**Excerpted passage:**
**********

Karel Švenk chose to name his schleppy, schlemiel of an anti-hero Bořivoj Abeles. The name is itself a logical absurdity, joining the mythic ancestor of the Czech people to a Jewish-sounding, biblically-based surname (Abel, son of Adam and Eve and brother of Cain).
The Rokoko Theater
In 1961, Jana Šedová, who had been a member of the original Cyclist cast in the concentration camp, reconstructed the play from memory with her collaborator, Darek Vostřel, for a production at the avant-garde Rokoko Theater in Prague. This experimental theater had been opened in 1957 in a converted basement in the center of Prague. Vostřel (1929-1992) was a writer, comic actor and the first director of Rokoko. He and his closest collaborator, Jiří Šašek, who was a member of the Rokoko troupe, established a kind of satire loosely following the humor of the most famous vaudeville duo in interwar Czechoslovakia, Jiři Voskovec and Jan Werich , which they performed in radio and television shows. (Years earlier, this duo had inspired Karel Švenk.)
With the onset of “normalization,” the repressive atmosphere following the invasion of Czechoslovakia by the USSR in 1968 and continuing on, Vostřel was blacklisted. In the following years he continued to write scripts and radio shows using as pseudonyms the names of a number of willing friends. The Rokoko Theater itself declined. In 1975, it was became one of the Municipal Theatres of Prague.

**********

**Collected data:**
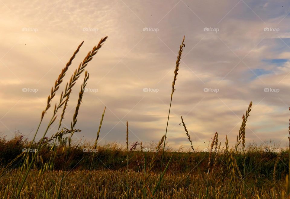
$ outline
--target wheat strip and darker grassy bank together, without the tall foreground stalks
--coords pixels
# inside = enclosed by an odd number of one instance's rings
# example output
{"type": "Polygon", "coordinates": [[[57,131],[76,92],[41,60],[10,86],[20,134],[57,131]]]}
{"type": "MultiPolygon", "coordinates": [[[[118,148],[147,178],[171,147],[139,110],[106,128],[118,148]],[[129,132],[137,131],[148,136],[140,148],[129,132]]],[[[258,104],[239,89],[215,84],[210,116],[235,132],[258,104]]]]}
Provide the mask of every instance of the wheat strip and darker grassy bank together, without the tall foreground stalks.
{"type": "MultiPolygon", "coordinates": [[[[38,143],[39,144],[39,143],[38,143]]],[[[12,140],[1,139],[1,156],[3,164],[5,157],[14,159],[21,154],[22,148],[29,147],[29,142],[19,135],[12,140]]],[[[53,165],[54,169],[40,172],[43,167],[42,162],[49,161],[52,143],[47,144],[40,152],[35,168],[31,170],[26,178],[25,186],[21,191],[21,198],[56,198],[58,183],[62,179],[63,160],[66,157],[67,144],[65,140],[57,145],[56,157],[53,165]],[[44,183],[46,182],[45,186],[44,183]],[[43,189],[45,187],[45,189],[43,189]]],[[[32,148],[37,147],[37,143],[32,148]]],[[[150,146],[152,147],[152,146],[150,146]]],[[[140,150],[140,145],[128,153],[127,172],[127,151],[118,148],[116,144],[97,147],[94,168],[91,172],[90,160],[92,153],[83,152],[83,148],[92,146],[74,145],[69,152],[66,171],[64,173],[62,198],[127,198],[127,185],[129,198],[138,198],[140,188],[144,180],[145,152],[140,150]],[[127,178],[128,176],[128,178],[127,178]]],[[[288,151],[280,153],[265,152],[263,148],[252,147],[246,154],[246,181],[236,176],[231,179],[231,172],[227,166],[227,160],[223,153],[218,155],[216,164],[208,172],[209,152],[177,152],[165,151],[164,162],[170,160],[169,167],[164,175],[158,198],[224,198],[226,194],[229,198],[230,191],[234,194],[237,191],[238,197],[245,197],[243,189],[249,198],[280,198],[285,190],[285,177],[288,173],[288,151]],[[208,195],[207,179],[209,179],[208,195]],[[234,183],[233,187],[231,183],[234,183]],[[239,196],[239,194],[241,194],[239,196]]],[[[154,152],[147,152],[147,160],[150,163],[154,152]]],[[[147,179],[148,188],[154,187],[159,179],[159,168],[161,151],[158,153],[157,161],[152,168],[152,174],[147,179]]],[[[243,169],[243,154],[236,156],[237,165],[243,169]]],[[[213,163],[213,159],[211,162],[213,163]]],[[[5,163],[6,162],[6,163],[5,163]]],[[[2,165],[5,167],[5,165],[2,165]]],[[[6,173],[1,180],[0,195],[3,198],[14,198],[13,193],[15,181],[20,172],[21,164],[17,168],[6,173]],[[6,188],[7,186],[7,188],[6,188]]],[[[19,181],[20,183],[20,181],[19,181]]],[[[150,196],[148,190],[145,190],[150,196]]]]}

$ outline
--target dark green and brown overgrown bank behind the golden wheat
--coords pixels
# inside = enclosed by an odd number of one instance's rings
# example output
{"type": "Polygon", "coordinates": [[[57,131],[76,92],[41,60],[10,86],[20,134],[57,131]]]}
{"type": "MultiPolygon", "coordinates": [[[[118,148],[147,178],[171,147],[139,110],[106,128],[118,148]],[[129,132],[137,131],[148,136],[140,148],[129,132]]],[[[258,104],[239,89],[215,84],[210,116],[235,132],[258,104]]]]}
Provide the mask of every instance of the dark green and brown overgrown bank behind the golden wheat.
{"type": "MultiPolygon", "coordinates": [[[[54,170],[63,169],[63,160],[68,150],[68,144],[66,143],[67,137],[64,137],[59,144],[56,144],[56,155],[53,160],[54,170]]],[[[32,149],[35,149],[40,144],[39,141],[35,141],[32,144],[32,149]]],[[[130,145],[130,143],[129,143],[130,145]]],[[[30,141],[27,138],[24,138],[23,135],[17,134],[12,139],[7,139],[5,137],[0,138],[0,165],[1,167],[6,167],[9,162],[14,160],[18,155],[22,153],[22,149],[28,149],[30,146],[30,141]]],[[[53,143],[47,142],[47,144],[42,148],[38,153],[37,163],[35,164],[36,169],[41,169],[43,167],[42,162],[47,162],[50,159],[52,151],[50,150],[53,147],[53,143]]],[[[151,143],[149,146],[137,146],[135,150],[129,149],[128,152],[128,167],[135,172],[140,172],[144,167],[144,155],[145,148],[153,149],[156,146],[153,146],[151,143]],[[141,150],[141,147],[143,148],[141,150]],[[139,166],[138,166],[139,163],[139,166]],[[140,170],[141,168],[141,170],[140,170]]],[[[92,160],[92,155],[94,152],[84,152],[84,149],[92,149],[92,144],[72,144],[69,149],[69,159],[67,165],[65,166],[66,170],[86,170],[90,169],[90,164],[92,160]]],[[[116,143],[107,144],[105,146],[97,146],[96,152],[94,153],[95,160],[92,164],[93,170],[124,170],[127,166],[127,150],[116,143]]],[[[284,179],[288,173],[288,150],[279,151],[279,153],[273,152],[275,150],[265,151],[265,147],[252,147],[249,148],[246,152],[246,172],[251,176],[259,178],[273,178],[273,170],[276,164],[276,179],[284,179]],[[276,163],[277,162],[277,163],[276,163]]],[[[155,152],[146,152],[147,159],[151,160],[155,152]]],[[[161,166],[161,151],[157,153],[158,158],[153,167],[154,172],[158,172],[161,166]]],[[[188,150],[174,151],[172,149],[166,150],[164,152],[164,162],[168,162],[169,159],[169,169],[166,173],[172,174],[196,174],[208,171],[208,159],[209,152],[188,152],[188,150]],[[195,169],[193,169],[195,168],[195,169]]],[[[216,170],[219,172],[221,168],[224,167],[225,162],[224,153],[218,154],[216,170]]],[[[236,156],[237,165],[239,168],[243,168],[243,155],[238,153],[236,156]]],[[[14,164],[14,169],[17,169],[21,166],[21,162],[14,164]]]]}

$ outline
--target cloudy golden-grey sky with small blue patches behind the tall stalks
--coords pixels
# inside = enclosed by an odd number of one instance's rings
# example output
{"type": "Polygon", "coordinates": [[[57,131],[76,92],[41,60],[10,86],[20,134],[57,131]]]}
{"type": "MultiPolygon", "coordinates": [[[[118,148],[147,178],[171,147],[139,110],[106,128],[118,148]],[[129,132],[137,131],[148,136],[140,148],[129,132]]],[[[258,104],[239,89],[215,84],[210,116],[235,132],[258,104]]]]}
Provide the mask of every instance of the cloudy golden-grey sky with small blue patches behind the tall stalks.
{"type": "MultiPolygon", "coordinates": [[[[190,147],[180,115],[203,150],[218,132],[234,146],[250,101],[247,144],[285,147],[290,106],[289,1],[0,1],[0,134],[30,139],[61,69],[77,46],[52,106],[83,58],[108,36],[87,66],[87,92],[73,135],[99,143],[158,142],[165,134],[179,45],[185,48],[173,94],[166,142],[190,147]],[[208,92],[207,92],[208,91],[208,92]]],[[[69,128],[84,74],[72,90],[69,128]]],[[[49,109],[37,134],[52,116],[49,109]]],[[[61,111],[58,112],[58,118],[61,111]]],[[[47,137],[56,133],[56,120],[47,137]]]]}

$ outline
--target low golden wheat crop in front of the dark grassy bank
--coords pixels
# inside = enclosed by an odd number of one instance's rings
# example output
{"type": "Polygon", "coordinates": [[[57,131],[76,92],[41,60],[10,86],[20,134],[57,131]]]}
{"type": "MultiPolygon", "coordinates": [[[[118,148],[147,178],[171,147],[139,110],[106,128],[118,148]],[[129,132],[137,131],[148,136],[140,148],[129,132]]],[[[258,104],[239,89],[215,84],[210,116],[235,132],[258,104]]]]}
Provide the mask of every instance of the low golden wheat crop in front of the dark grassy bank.
{"type": "MultiPolygon", "coordinates": [[[[15,179],[19,170],[12,171],[3,178],[0,185],[0,194],[5,198],[14,198],[11,194],[15,179]],[[9,185],[5,188],[4,185],[9,185]]],[[[21,192],[21,198],[43,198],[43,175],[38,175],[38,170],[32,170],[27,178],[27,184],[21,192]]],[[[90,174],[86,170],[74,170],[65,172],[63,181],[62,198],[127,198],[126,171],[98,170],[90,174]]],[[[55,182],[61,179],[61,171],[51,171],[47,173],[49,181],[46,183],[44,192],[47,198],[56,198],[55,182]]],[[[148,187],[153,187],[158,181],[158,173],[153,173],[148,179],[148,187]]],[[[159,198],[205,198],[207,175],[202,172],[190,174],[168,173],[163,178],[159,198]]],[[[215,172],[209,188],[209,198],[227,198],[230,190],[230,179],[224,179],[224,183],[218,179],[215,172]]],[[[142,175],[139,172],[128,172],[129,197],[138,198],[140,187],[143,186],[142,175]]],[[[247,196],[249,198],[280,198],[284,183],[282,180],[273,182],[272,178],[249,178],[247,180],[247,196]]],[[[242,182],[237,184],[238,190],[242,190],[242,182]]],[[[146,191],[147,195],[150,195],[146,191]]],[[[157,195],[156,195],[157,196],[157,195]]],[[[241,197],[244,197],[242,194],[241,197]]]]}

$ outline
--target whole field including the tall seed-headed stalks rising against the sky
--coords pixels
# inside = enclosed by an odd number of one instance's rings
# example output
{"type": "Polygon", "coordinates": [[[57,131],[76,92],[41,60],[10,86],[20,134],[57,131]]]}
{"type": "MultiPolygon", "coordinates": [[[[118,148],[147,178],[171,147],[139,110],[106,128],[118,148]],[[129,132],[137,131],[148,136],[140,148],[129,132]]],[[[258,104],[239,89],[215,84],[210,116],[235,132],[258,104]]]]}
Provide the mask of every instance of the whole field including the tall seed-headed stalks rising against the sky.
{"type": "MultiPolygon", "coordinates": [[[[234,148],[229,148],[228,139],[224,144],[213,135],[205,151],[195,151],[185,122],[184,136],[191,149],[187,151],[166,150],[166,135],[170,108],[179,71],[183,38],[174,70],[170,107],[165,135],[150,146],[129,143],[128,126],[126,146],[116,143],[98,145],[98,138],[105,115],[103,111],[96,139],[92,144],[72,143],[72,135],[80,132],[76,128],[77,116],[84,95],[89,73],[85,67],[92,60],[107,37],[79,64],[72,74],[60,100],[51,106],[63,77],[71,65],[82,43],[74,52],[65,68],[55,81],[47,99],[47,106],[41,113],[38,129],[32,140],[21,134],[12,139],[0,139],[2,198],[289,198],[289,148],[273,146],[258,147],[254,143],[246,147],[246,123],[250,119],[252,102],[241,117],[242,124],[237,133],[234,148]],[[62,121],[72,88],[84,72],[71,128],[63,128],[62,121]],[[53,109],[46,131],[37,141],[39,127],[47,110],[53,109]],[[59,127],[51,137],[47,131],[56,122],[60,112],[59,127]]],[[[290,109],[290,108],[289,108],[290,109]]]]}

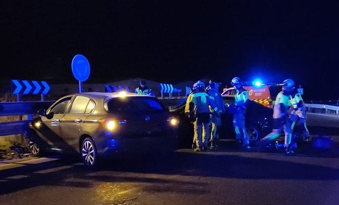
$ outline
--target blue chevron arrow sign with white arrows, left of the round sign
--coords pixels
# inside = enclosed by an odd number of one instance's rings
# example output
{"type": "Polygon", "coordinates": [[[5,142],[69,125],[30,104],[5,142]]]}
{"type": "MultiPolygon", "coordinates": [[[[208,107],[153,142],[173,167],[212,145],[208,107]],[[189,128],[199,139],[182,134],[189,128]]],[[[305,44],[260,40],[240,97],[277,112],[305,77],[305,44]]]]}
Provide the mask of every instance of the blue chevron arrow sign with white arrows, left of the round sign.
{"type": "Polygon", "coordinates": [[[46,81],[31,81],[31,80],[11,80],[13,94],[33,94],[46,95],[50,90],[46,81]]]}

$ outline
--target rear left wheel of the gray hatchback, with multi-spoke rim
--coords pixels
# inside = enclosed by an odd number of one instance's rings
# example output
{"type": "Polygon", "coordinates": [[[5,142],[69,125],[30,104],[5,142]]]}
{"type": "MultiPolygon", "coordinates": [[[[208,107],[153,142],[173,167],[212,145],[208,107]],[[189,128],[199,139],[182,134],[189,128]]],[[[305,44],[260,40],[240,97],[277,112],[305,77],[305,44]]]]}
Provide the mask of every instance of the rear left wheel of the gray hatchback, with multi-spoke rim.
{"type": "Polygon", "coordinates": [[[80,155],[87,168],[95,168],[98,164],[97,148],[91,138],[85,138],[81,143],[80,155]]]}

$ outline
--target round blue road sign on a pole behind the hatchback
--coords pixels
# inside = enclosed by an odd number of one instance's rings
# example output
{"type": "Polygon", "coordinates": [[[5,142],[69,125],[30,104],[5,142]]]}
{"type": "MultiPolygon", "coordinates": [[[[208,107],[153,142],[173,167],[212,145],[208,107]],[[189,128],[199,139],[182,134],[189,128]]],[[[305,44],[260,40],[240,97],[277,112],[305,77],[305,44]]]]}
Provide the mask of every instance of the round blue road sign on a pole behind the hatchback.
{"type": "Polygon", "coordinates": [[[79,81],[85,81],[90,73],[89,62],[87,58],[81,54],[74,56],[72,60],[72,72],[74,77],[79,81]]]}

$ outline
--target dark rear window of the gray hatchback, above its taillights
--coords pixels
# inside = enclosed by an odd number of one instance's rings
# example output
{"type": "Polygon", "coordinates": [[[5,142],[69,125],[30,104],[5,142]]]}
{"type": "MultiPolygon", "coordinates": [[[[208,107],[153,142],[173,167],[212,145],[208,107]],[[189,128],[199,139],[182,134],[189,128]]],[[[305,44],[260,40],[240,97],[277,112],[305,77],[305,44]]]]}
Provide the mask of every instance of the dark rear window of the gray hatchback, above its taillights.
{"type": "Polygon", "coordinates": [[[113,98],[107,103],[109,112],[157,112],[165,107],[157,98],[151,97],[126,97],[113,98]]]}

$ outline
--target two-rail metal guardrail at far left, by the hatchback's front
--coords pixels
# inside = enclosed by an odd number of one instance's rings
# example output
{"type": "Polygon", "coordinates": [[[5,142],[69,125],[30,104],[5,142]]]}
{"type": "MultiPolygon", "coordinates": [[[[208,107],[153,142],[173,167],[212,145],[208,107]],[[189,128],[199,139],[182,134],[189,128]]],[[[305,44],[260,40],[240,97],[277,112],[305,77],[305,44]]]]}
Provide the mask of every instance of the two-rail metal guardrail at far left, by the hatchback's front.
{"type": "MultiPolygon", "coordinates": [[[[0,103],[0,116],[21,116],[37,114],[39,109],[47,109],[54,101],[3,102],[0,103]]],[[[27,117],[29,118],[29,117],[27,117]]],[[[22,134],[28,129],[30,120],[0,123],[0,136],[22,134]]]]}

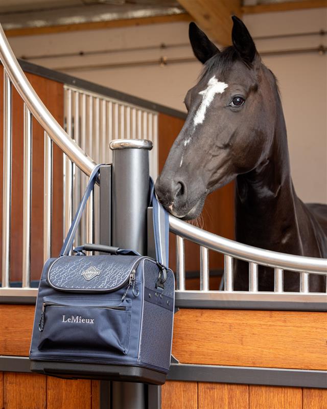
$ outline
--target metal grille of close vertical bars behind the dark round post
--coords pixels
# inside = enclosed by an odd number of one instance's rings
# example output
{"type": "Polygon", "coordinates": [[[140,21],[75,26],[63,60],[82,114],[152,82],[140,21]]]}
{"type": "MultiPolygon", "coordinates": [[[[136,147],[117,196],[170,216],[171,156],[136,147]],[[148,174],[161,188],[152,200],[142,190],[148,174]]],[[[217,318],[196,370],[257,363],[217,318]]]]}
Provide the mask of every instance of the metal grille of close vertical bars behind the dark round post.
{"type": "MultiPolygon", "coordinates": [[[[158,174],[158,114],[119,100],[64,85],[65,130],[96,163],[111,163],[109,143],[114,139],[147,139],[150,175],[158,174]]],[[[68,159],[64,160],[64,234],[85,191],[87,176],[68,159]]],[[[99,242],[99,191],[91,197],[76,235],[75,245],[99,242]],[[87,223],[87,220],[90,220],[87,223]]]]}

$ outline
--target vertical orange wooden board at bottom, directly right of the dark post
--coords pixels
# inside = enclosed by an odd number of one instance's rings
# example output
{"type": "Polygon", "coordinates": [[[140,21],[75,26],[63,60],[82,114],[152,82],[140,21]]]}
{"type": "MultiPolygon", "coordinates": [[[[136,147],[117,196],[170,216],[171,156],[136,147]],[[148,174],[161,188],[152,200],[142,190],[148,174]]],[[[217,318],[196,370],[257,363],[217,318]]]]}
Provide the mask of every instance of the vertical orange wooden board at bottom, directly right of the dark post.
{"type": "Polygon", "coordinates": [[[161,409],[198,409],[197,382],[166,382],[161,387],[161,409]]]}

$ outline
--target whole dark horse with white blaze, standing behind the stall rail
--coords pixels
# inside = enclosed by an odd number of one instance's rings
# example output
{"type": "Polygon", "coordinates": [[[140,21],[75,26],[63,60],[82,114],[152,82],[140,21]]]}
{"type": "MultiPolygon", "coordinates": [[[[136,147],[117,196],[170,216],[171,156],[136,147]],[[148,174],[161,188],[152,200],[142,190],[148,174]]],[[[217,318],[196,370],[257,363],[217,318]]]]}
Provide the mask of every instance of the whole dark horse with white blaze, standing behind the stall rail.
{"type": "MultiPolygon", "coordinates": [[[[236,178],[237,241],[327,258],[327,206],[296,196],[276,78],[243,22],[232,19],[233,46],[223,51],[190,24],[203,72],[186,94],[188,117],[157,179],[157,195],[171,214],[189,220],[209,193],[236,178]]],[[[311,275],[310,291],[324,288],[324,277],[311,275]]],[[[236,264],[235,289],[248,289],[244,262],[236,264]]],[[[271,268],[259,269],[259,289],[273,290],[271,268]]],[[[285,274],[284,289],[299,290],[297,273],[285,274]]]]}

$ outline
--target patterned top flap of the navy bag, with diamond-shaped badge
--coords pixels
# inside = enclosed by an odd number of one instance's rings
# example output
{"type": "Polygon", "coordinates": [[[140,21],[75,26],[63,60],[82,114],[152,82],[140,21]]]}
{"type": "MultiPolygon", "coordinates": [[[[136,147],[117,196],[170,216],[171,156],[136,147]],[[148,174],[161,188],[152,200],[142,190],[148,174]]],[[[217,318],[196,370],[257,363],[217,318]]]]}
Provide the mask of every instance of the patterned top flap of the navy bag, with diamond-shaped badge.
{"type": "Polygon", "coordinates": [[[49,284],[61,291],[110,292],[128,284],[142,256],[63,256],[48,272],[49,284]]]}

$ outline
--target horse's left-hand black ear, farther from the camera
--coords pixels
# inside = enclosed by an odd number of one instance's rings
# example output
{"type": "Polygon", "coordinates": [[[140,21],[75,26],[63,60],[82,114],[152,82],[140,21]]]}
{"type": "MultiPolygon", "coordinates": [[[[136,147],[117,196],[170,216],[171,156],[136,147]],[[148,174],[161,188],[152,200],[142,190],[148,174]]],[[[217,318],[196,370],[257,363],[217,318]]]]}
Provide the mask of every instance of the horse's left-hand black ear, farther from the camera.
{"type": "Polygon", "coordinates": [[[215,44],[199,29],[195,22],[190,22],[189,37],[194,55],[202,64],[220,52],[215,44]]]}

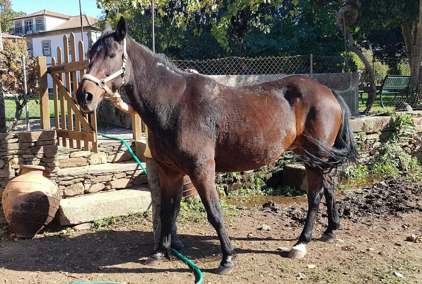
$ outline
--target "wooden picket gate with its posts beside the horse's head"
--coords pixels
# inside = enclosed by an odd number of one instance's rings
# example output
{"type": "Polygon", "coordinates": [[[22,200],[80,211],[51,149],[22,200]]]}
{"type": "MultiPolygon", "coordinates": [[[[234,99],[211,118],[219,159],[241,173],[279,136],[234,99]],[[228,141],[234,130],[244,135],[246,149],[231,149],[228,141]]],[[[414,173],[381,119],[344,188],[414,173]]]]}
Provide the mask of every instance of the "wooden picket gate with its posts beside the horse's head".
{"type": "MultiPolygon", "coordinates": [[[[56,130],[58,137],[57,145],[82,149],[83,142],[84,150],[90,150],[91,142],[92,152],[98,152],[97,115],[96,113],[93,113],[88,116],[87,114],[82,113],[75,95],[76,90],[78,89],[78,73],[80,78],[82,78],[89,64],[88,60],[85,59],[84,43],[81,40],[78,43],[78,57],[79,61],[76,60],[76,42],[73,32],[70,33],[70,52],[68,36],[64,35],[63,52],[60,46],[57,47],[57,62],[56,59],[52,57],[51,67],[47,68],[45,56],[38,56],[41,128],[51,128],[47,83],[47,74],[49,74],[53,79],[54,129],[56,130]],[[72,76],[73,82],[70,76],[72,76]],[[67,105],[67,110],[65,109],[65,104],[67,105]]],[[[132,115],[132,127],[133,138],[141,139],[141,118],[139,115],[132,115]]]]}

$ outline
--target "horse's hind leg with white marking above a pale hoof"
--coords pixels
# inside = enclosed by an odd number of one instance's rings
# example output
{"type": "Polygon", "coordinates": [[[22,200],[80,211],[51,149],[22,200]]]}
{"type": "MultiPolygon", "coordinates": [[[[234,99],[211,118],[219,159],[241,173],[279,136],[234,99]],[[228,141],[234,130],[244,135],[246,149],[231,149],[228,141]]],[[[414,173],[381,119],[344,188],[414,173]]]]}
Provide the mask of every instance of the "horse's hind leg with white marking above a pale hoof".
{"type": "Polygon", "coordinates": [[[308,214],[299,240],[289,252],[288,257],[291,258],[302,258],[306,255],[306,244],[312,239],[312,229],[324,194],[322,173],[306,167],[306,179],[308,180],[308,214]]]}

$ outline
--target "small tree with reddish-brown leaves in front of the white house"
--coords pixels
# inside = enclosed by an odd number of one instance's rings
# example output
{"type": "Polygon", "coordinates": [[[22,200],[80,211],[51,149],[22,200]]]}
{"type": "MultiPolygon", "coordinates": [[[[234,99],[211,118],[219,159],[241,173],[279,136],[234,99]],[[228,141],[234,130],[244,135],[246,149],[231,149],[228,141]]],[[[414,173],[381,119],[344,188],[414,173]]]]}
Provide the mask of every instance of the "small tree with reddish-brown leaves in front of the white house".
{"type": "Polygon", "coordinates": [[[3,81],[3,92],[16,104],[13,129],[19,121],[26,102],[24,90],[23,65],[26,70],[28,93],[38,92],[36,58],[28,56],[25,40],[3,39],[3,50],[0,51],[0,75],[3,81]],[[23,62],[22,62],[23,57],[23,62]]]}

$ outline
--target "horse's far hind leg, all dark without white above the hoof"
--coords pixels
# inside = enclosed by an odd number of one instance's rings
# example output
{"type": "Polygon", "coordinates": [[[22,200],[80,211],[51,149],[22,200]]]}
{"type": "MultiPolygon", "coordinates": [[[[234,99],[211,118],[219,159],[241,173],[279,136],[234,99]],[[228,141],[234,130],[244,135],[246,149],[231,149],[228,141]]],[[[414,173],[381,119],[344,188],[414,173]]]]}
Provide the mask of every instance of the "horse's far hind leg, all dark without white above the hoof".
{"type": "Polygon", "coordinates": [[[335,239],[335,230],[340,227],[337,203],[335,201],[334,179],[332,175],[325,174],[322,184],[324,186],[325,202],[327,202],[328,227],[319,240],[330,243],[335,239]]]}

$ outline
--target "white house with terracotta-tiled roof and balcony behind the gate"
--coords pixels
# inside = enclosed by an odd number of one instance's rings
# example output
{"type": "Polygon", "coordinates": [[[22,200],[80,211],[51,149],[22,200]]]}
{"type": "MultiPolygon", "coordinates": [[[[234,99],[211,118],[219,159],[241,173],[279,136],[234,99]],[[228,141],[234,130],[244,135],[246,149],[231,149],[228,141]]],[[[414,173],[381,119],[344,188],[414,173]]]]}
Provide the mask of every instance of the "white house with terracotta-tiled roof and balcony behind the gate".
{"type": "MultiPolygon", "coordinates": [[[[81,40],[81,18],[80,16],[69,16],[62,13],[41,10],[29,15],[15,18],[13,21],[13,30],[10,32],[13,35],[24,36],[28,51],[32,56],[44,55],[47,58],[47,65],[51,65],[51,56],[56,58],[57,62],[57,47],[60,46],[63,50],[63,35],[67,35],[70,39],[70,33],[75,34],[76,46],[81,40]]],[[[84,30],[84,51],[85,54],[89,47],[101,35],[101,30],[95,25],[98,19],[82,15],[82,26],[84,30]]],[[[70,40],[69,51],[70,51],[70,40]]],[[[83,60],[76,56],[76,60],[83,60]]],[[[64,59],[62,59],[64,62],[64,59]]],[[[69,60],[72,61],[71,56],[69,60]]],[[[80,78],[79,78],[80,79],[80,78]]],[[[53,83],[51,77],[48,76],[49,88],[52,88],[53,83]]]]}

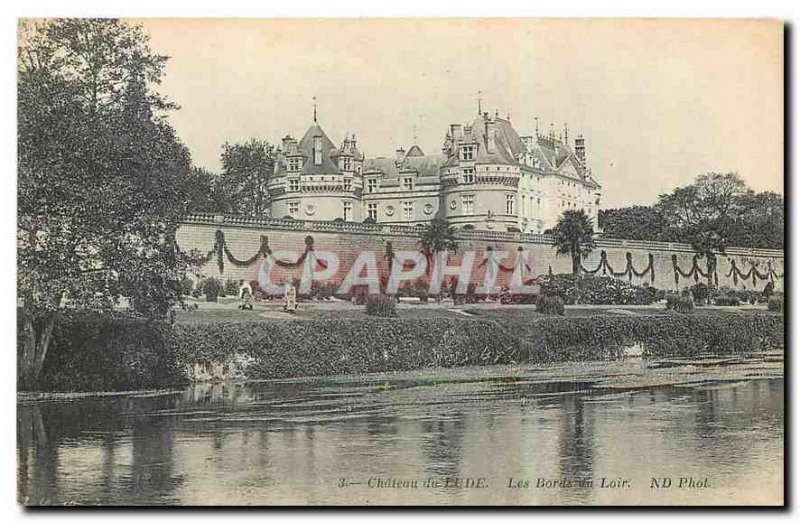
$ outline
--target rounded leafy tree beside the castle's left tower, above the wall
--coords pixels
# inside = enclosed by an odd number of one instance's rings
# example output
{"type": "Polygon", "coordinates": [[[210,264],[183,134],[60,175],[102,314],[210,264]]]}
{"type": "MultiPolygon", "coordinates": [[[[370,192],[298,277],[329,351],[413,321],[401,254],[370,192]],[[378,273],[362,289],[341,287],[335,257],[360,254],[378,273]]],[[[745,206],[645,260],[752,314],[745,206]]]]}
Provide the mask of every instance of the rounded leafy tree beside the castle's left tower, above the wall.
{"type": "Polygon", "coordinates": [[[269,212],[267,184],[275,168],[275,148],[257,139],[222,146],[222,190],[230,211],[246,216],[269,212]]]}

**********

According to the passage on the Rokoko Theater, who reconstructed the play from memory in 1961?

**Output for this exercise:**
Jana Šedová, with her collaborator Darek Vostřel.